* WHAT IS NEEDED: Copy each of the items below word for word, from the first to the last. Leave the pictures out of your copy.

* RECORDS FOR PROCESSING:
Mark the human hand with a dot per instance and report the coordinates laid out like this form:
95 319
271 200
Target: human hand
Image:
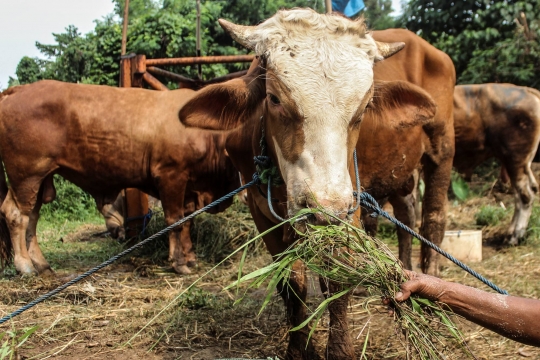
426 286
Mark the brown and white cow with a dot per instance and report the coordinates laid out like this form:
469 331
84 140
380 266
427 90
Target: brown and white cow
308 91
104 139
501 121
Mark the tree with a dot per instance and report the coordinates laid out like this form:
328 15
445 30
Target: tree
489 41
377 14
28 71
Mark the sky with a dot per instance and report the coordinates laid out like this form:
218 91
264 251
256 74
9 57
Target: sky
23 22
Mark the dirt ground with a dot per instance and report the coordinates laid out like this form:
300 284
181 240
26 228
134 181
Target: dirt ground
111 315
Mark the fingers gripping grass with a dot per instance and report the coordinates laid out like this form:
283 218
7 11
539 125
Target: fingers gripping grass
346 255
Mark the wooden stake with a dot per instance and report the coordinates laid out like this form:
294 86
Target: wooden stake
124 27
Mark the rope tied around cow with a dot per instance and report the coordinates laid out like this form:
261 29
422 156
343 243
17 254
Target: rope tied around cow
266 170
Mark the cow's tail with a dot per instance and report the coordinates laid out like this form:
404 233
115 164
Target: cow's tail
6 249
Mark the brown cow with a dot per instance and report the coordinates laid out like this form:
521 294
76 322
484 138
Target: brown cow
389 156
501 121
308 94
104 139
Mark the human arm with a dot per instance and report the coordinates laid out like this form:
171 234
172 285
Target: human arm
510 316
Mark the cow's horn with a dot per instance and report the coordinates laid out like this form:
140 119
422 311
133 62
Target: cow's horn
240 33
387 49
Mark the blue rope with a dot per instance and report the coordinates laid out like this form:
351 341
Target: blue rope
125 252
357 192
269 198
369 202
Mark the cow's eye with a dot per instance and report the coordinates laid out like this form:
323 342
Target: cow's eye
274 99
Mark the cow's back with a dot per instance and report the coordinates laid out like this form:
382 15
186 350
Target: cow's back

* TASK ANSWER:
Mark the human hand with a dot per instance and report the coordinates laid out like this form:
95 319
271 200
Target: human hand
Image:
426 286
Mark the brown and white cow with a dot per instance and report the coordinates laid out like this form:
469 331
84 140
380 266
427 90
Target: brown and white cow
308 91
104 139
501 121
Mark the tree with a dot per instance and report the coordinates laid out like this form:
328 15
445 30
Target: tree
489 41
377 14
28 71
Mark the sky with a dot per instance and report the coordinates laid out like this form:
218 91
264 251
256 74
9 57
Target: sky
23 22
Mark the dirt ground with a dot per instance and report the coordinates laid out like this form:
300 284
181 240
26 228
134 181
Target: dirt ground
111 315
Mark the fingers gripping grass with a dot per instance and report the coordinates laid out like this form:
283 218
7 11
539 125
Target: fingers gripping grass
346 255
Mark the wooden stake with a dot per instance and report the coordinates laid out like this form:
294 86
Target: wooden stake
124 27
Mark the rope tied around cow with a dot per instance and report the coordinates laid out like this form:
261 29
422 156
343 243
17 254
Target: rope tied around cow
266 170
Mark the cow's tail with a dot per instance and report the coordinates laid out like this form:
404 233
115 164
Target: cow's tail
6 249
Mark the brown cow with a dot per instance and report the coordinates laid out like this form:
521 294
76 322
484 138
Target: brown cow
389 156
501 121
308 94
104 139
Mark the human arm with a dot per instance and report the coordinates laid out like this form:
171 234
172 285
Target: human arm
510 316
Mark the cow's horn with a dot per instance and report the coordinates laid out like this form:
140 119
422 311
133 62
Target: cow's horn
240 33
387 49
Mark the blue rope with a dot per instance and report the coordinates laid out like this form:
351 341
Target: blue rope
125 252
357 192
269 198
369 202
Mark the cow's eye with a dot per instance and report the coordinates laid out like this form:
323 342
Target: cow's eye
274 99
Mark the cow's back with a dot per instance and report the coordinates laid out like this form:
382 15
186 350
Target: cow's back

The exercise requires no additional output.